====== Passage
The vocabulary of AI is arriving in newsrooms faster than most style guides can keep up. Editors are expected to make editorial, legal, and ethical decisions about content that involves concepts drawn from machine learning, digital forensics, intellectual property law, and international regulation, often in the same afternoon. This glossary is our attempt to give every editor a shared working language. We have grouped the terms thematically rather than alphabetically, because the concepts build on one another.

Provenance and Authentication

Content provenance refers to the verifiable record of where a piece of content came from, who created it, and what changes it has undergone. In a newsroom context, provenance is the chain of custody for an image, video, or text. Without it, we have no reliable basis for asserting that a photograph is what we claim it is. For a fuller treatment, see our complete guide to content provenance and C2PA.

C2PA (Coalition for Content Provenance and Authenticity) is a cross-industry technical standards body whose specification allows creators and publishers to attach cryptographically signed metadata to media files. A C2PA manifest travels with the file and records the tool used, the identity of the creator, and any edits applied. Signatories to the specification include major camera manufacturers, social platforms, and news organisations.

Content credentials are the human-readable label attached to a file that has been signed under the C2PA specification. They are the visible expression of what the underlying cryptographic manifest says about the content's origin.

Watermarking in the AI context refers to embedding an imperceptible signal into generated text, images, audio, or video that identifies the content as machine-produced. Watermarking differs from a visible byline or label: it is designed to survive screenshots, reformatting, and light editing. No watermarking system currently guarantees permanence, which is why it is treated as one layer of a broader provenance strategy rather than a complete solution.

Metadata is structured data embedded in a file that describes its properties. For images, metadata (often stored as EXIF or IPTC data) can record camera model, GPS coordinates, timestamp, and copyright notice. Stripping metadata, intentionally or through a platform's automatic compression, destroys a key layer of provenance.

Synthetic and Manipulated Media

Deepfake is a piece of video, audio, or imagery in which a person's likeness or voice has been synthesised or replaced using deep learning, typically without their consent. The term is now widely used in legislation and newsroom policy documents. Detection remains an active area of research; our buyer's guide to deepfake detection tools surveys what is currently available to editorial teams.

Synthetic media is the broader category: any audio, image, video, or text generated or substantially altered by an AI system. A deepfake is a specific type of synthetic media. The term matters editorially because not all synthetic media is malicious, but all of it requires labelling decisions. We explore those decisions in detail in our piece on synthetic media ethics and editorial guidelines.

Generative AI refers to AI models that produce new content (text, images, audio, video, code) rather than simply classifying or analysing existing content. Large language models and image diffusion models are the most commonly encountered examples in a newsroom setting.
============
* _Given task 1_: Write out the part of the AI glossary starting at "Deepfake is a piece" and ending at "to editorial teams.", word for word.
====== Data supplied
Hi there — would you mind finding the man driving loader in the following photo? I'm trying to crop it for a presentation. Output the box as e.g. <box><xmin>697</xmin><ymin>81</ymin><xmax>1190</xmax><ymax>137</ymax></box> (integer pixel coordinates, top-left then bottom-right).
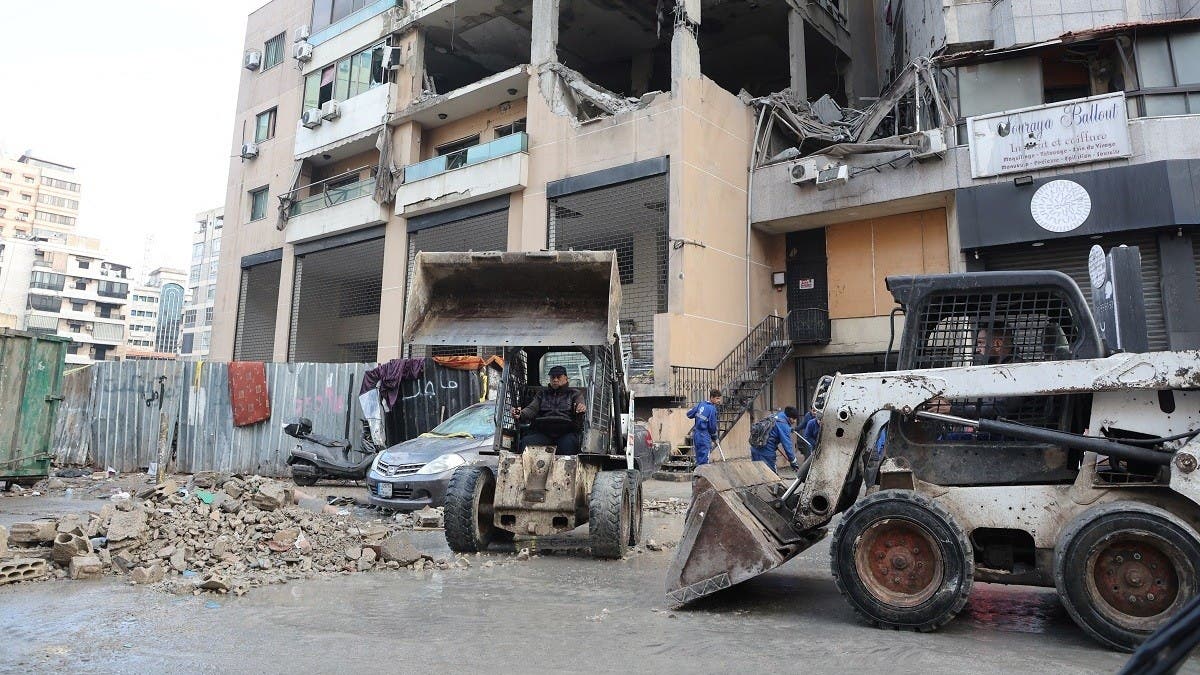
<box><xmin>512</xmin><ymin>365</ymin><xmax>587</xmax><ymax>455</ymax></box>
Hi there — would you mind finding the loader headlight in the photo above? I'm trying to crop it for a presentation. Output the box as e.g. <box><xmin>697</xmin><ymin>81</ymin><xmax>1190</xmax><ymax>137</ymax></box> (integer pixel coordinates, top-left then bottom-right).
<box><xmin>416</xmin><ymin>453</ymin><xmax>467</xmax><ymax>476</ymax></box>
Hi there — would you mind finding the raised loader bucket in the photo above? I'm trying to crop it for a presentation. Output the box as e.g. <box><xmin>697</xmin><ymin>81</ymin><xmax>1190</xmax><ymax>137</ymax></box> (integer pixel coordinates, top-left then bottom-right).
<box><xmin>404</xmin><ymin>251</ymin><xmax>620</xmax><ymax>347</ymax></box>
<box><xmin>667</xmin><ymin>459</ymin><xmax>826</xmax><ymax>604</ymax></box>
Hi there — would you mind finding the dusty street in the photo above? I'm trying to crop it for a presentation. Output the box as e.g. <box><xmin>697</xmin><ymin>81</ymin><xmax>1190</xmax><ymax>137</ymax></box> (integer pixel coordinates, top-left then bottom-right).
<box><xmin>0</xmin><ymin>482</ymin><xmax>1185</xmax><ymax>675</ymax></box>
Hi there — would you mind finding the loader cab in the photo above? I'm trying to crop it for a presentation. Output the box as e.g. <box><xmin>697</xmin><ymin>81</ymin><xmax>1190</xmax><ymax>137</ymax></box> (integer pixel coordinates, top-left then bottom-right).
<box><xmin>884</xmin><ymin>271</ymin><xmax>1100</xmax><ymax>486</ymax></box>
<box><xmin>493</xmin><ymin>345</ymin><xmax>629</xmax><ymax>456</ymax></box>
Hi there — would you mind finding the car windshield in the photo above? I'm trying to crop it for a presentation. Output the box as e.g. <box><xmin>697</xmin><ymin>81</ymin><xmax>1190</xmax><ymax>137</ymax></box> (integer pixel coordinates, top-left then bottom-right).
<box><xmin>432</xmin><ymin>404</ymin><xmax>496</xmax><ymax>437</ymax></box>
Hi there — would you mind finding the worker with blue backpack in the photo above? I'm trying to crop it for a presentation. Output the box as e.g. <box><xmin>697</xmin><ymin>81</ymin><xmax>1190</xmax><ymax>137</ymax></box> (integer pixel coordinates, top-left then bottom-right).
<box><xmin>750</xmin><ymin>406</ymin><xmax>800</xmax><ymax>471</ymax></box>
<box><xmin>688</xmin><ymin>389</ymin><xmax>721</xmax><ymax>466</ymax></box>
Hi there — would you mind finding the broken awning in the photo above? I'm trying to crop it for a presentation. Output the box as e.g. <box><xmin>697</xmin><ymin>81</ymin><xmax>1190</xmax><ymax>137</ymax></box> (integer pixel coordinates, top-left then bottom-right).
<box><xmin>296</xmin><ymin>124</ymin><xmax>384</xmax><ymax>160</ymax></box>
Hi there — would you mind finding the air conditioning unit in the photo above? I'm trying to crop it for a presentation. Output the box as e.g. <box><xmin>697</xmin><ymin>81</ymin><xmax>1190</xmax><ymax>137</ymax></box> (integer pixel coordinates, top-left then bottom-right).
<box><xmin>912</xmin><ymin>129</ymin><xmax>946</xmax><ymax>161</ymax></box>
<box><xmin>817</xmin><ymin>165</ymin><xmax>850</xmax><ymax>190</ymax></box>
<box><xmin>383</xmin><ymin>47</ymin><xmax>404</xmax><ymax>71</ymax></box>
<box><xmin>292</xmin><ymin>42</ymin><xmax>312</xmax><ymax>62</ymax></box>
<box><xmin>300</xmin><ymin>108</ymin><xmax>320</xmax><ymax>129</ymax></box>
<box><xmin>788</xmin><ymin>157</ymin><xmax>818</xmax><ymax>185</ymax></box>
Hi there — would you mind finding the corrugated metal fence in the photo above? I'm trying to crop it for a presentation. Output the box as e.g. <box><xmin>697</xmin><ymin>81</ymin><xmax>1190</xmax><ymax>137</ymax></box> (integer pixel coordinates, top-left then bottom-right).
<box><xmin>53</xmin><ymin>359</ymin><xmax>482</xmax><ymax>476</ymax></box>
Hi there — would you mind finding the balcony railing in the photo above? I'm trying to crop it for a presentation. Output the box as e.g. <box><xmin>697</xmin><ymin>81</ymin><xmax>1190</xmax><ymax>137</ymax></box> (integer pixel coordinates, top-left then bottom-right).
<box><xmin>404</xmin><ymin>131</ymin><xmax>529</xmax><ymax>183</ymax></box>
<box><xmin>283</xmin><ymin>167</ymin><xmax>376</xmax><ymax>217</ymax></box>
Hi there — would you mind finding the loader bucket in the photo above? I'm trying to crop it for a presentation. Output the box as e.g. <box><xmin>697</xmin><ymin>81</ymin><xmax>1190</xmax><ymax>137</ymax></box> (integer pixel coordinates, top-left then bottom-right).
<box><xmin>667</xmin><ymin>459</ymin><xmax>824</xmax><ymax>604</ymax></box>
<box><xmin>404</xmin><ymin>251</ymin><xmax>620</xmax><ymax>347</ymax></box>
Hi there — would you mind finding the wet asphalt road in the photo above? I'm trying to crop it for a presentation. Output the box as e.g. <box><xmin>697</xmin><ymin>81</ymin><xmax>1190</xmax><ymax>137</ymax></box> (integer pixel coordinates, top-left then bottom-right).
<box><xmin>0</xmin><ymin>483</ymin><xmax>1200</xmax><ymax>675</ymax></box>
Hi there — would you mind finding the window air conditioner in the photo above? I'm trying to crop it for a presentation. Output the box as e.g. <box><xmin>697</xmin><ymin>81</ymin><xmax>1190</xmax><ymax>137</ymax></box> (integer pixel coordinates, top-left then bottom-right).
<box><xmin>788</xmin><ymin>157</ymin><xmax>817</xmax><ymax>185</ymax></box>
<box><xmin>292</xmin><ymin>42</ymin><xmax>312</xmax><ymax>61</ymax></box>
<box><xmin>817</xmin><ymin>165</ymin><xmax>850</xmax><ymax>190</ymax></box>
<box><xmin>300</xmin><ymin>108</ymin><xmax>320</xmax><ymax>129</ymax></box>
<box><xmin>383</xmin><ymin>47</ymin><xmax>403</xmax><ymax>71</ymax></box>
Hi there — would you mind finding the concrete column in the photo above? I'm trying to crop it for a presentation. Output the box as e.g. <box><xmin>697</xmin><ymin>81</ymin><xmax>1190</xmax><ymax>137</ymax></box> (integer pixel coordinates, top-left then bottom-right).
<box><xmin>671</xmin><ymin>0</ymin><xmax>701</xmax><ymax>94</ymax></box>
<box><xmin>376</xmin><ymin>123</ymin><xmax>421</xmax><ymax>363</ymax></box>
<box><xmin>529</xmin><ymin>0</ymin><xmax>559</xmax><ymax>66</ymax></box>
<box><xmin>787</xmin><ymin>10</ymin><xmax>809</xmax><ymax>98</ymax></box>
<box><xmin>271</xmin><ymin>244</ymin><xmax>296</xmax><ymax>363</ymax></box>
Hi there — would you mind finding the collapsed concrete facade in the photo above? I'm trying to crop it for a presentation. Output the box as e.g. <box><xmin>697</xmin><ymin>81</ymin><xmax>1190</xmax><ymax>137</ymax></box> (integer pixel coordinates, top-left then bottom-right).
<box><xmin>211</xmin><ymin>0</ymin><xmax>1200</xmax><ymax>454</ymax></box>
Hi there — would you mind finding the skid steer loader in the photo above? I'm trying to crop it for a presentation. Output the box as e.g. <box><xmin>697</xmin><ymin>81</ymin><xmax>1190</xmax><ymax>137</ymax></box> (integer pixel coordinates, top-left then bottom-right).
============
* _Given task 2_: Show every line of the listing that contains the word "bucket", treating uppercase and lowercase as different.

* _Worked solution 1_:
Deepfake is a piece of video, audio, or imagery in which a person's likeness or voice has been synthesised or replaced using deep learning, typically without their consent. The term is now widely used in legislation and newsroom policy documents. Detection remains an active area of research; our buyer's guide to deepfake detection tools surveys what is currently available to editorial teams.

* _Worked solution 2_:
Hi there — would you mind finding the raised loader bucket in the photo above? I'm trying to crop it for a presentation. Output the box as e.g. <box><xmin>697</xmin><ymin>81</ymin><xmax>1190</xmax><ymax>137</ymax></box> (integer pixel coordinates, top-left then bottom-right).
Hi there — would you mind finding the loader bucket in the photo above? I'm trying to crop it for a presentation. Output the box as e.g. <box><xmin>697</xmin><ymin>81</ymin><xmax>1190</xmax><ymax>137</ymax></box> (integer pixel coordinates, top-left then bottom-right).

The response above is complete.